> _Task prompt_
The expected result is the full set of records, copied precisely, with images dropped.
═════ Data provided
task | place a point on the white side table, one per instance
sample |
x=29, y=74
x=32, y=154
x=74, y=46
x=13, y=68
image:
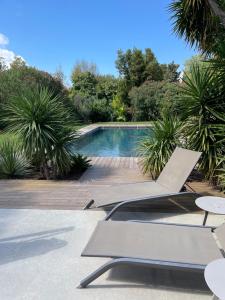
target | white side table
x=215, y=278
x=211, y=204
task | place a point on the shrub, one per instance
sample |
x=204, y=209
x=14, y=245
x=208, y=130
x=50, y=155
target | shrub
x=45, y=127
x=80, y=163
x=156, y=149
x=152, y=99
x=202, y=107
x=13, y=162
══════════
> _Exercise result_
task | place a point on the white side table, one per instance
sample |
x=29, y=74
x=32, y=154
x=74, y=46
x=13, y=68
image:
target | white side table
x=215, y=278
x=211, y=204
task | place a point on the shrub, one per instance
sample |
x=204, y=209
x=14, y=245
x=208, y=130
x=50, y=155
target | shrub
x=45, y=127
x=80, y=163
x=156, y=149
x=152, y=99
x=202, y=107
x=13, y=162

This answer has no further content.